| Written exercise a |
How many lines in the entries below contain the word "suspension"? Reply with the number alone.

| Source extract |
start

A new standard for building data lakes

So, at Databricks, we wanted to take an opinionated approach. We said, “We wanna build a system, that from the get go, “tries to get all these things right, “so that we don’t have to ever configure them, “or ever have to address these issues ever again.” So, the Delta Lake open-source project addresses this, by adding massive reliability, quality, and performance, to your data lake, and the way it does it, is by bringing the best of data warehousing, and data lakes to one place together.

And finally, it’s based on open source Parquet format, so you can keep all your data on your data lake, in this open-source format, with all these benefits. So how does it do this? So these were the nine problems that I mentioned earlier, and I’m gonna go through each of these, and mention, how we actually address this with the Delta project.

Nine Problems with Traditional Data Lakes

ACID Transactions

Well, luckily it actually turns out the first five problems, can all be addressed with the same technique, by having a transaction log, that stores all the operations that you’re doing, on your data lake, you can actually now make it fully atomic. That means that every operation that you do, on your data lake, either fully completes, or it aborts, and cleans up any residue, you can try it later. The way that actually happens, is that there is a Delta log, and it stores every operation, so, for instance, here we have an example, where one operation is adding two Parquet files, they will atomically be added, then after that, maybe that first file is deleted, and a third file is added. The key thing here, is that delta always makes sure, that each of these are happening, as if it was sequentially executed.

Okay, so that’s awesome, now we can make sure that one, if we’re appending new data into the system, it’s always either going to be there, or it’s going to be canceled, and you can read it at the same time, you won’t have any issues. Two, modifying existing data, if you want to get GDPR or CCPA compliance, actually is really easy now, because transactions enable you to do fine-grained up certs. So, you can go in and modify small data in your data set, in a transactional manner. Jobs failing midway, that also goes away, because the job either fully succeeds or fully is aborted, and then real-time operations is the same thing. All operations, whether real time or batch, are consistent with the transaction log. Now, finally, because we have all the deltas, of all the operations that happened on your data set, we can actually implement something called time travel. Time travel, lets you submit queries, and then say, “I want the answer to this as of the time two years ago,” and it gives you the response, as if the query was submitted two years ago, so this is great now for compliance and governance. Okay, so that’s awesome, now we solved those first five problems.

Spark Under the Hood

How do we deal with the metadata problem, the fact that metadata is getting large, and the catalogs are falling over? Well, luckily, it turns out that there is a project called Apache Spark, and it’s really, really good, at large-scale parallel operations. So, under the hood, we use Spark, and all our metadata is stored in Parquet format, right next to the rest of your Parquet files, that way, you can actually move your data from one place to another, by just copying the data. You don’t have to worry about catalogs that are out of sync with the data that you have, so that’s awesome. So, okay, now we can scale the system, with the Delta Lake project, to really large metadata. What about the “too many files” problems?

end

| Provided data |
start

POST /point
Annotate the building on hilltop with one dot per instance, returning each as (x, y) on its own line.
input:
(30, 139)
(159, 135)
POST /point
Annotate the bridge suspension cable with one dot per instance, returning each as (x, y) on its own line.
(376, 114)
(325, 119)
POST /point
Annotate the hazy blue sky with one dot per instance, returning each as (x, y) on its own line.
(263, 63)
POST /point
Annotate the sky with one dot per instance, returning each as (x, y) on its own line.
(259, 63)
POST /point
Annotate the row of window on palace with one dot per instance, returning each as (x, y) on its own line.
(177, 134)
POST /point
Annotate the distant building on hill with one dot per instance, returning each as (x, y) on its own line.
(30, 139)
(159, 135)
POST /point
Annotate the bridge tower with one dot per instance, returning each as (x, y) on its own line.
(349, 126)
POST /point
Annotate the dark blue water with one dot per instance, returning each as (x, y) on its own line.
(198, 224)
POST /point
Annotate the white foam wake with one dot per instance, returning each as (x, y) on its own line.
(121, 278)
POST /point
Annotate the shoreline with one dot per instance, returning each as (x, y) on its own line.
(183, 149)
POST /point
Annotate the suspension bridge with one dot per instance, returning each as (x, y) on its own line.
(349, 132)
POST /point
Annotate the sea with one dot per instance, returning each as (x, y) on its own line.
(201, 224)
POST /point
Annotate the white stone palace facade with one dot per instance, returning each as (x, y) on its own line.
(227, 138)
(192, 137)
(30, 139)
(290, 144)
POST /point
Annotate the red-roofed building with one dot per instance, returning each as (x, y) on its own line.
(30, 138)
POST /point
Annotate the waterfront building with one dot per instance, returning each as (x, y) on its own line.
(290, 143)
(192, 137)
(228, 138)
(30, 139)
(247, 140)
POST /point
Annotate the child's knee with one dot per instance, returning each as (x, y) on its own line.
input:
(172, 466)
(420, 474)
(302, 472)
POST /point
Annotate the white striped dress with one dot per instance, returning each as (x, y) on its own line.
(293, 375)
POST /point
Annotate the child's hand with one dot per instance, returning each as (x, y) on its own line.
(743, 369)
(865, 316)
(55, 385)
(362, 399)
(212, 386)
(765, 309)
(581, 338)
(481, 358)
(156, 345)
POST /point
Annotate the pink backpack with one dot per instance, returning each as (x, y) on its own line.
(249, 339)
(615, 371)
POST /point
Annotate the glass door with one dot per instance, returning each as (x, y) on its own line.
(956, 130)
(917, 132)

end

| Written exercise b |
Print the part of the Delta Lake text above that begins at the words "So, at Databricks, we" and stops after "the Delta project.", copied character for character.

| Exercise solution a |
2

| Exercise solution b |
So, at Databricks, we wanted to take an opinionated approach. We said, “We wanna build a system, that from the get go, “tries to get all these things right, “so that we don’t have to ever configure them, “or ever have to address these issues ever again.” So, the Delta Lake open-source project addresses this, by adding massive reliability, quality, and performance, to your data lake, and the way it does it, is by bringing the best of data warehousing, and data lakes to one place together.

And finally, it’s based on open source Parquet format, so you can keep all your data on your data lake, in this open-source format, with all these benefits. So how does it do this? So these were the nine problems that I mentioned earlier, and I’m gonna go through each of these, and mention, how we actually address this with the Delta project.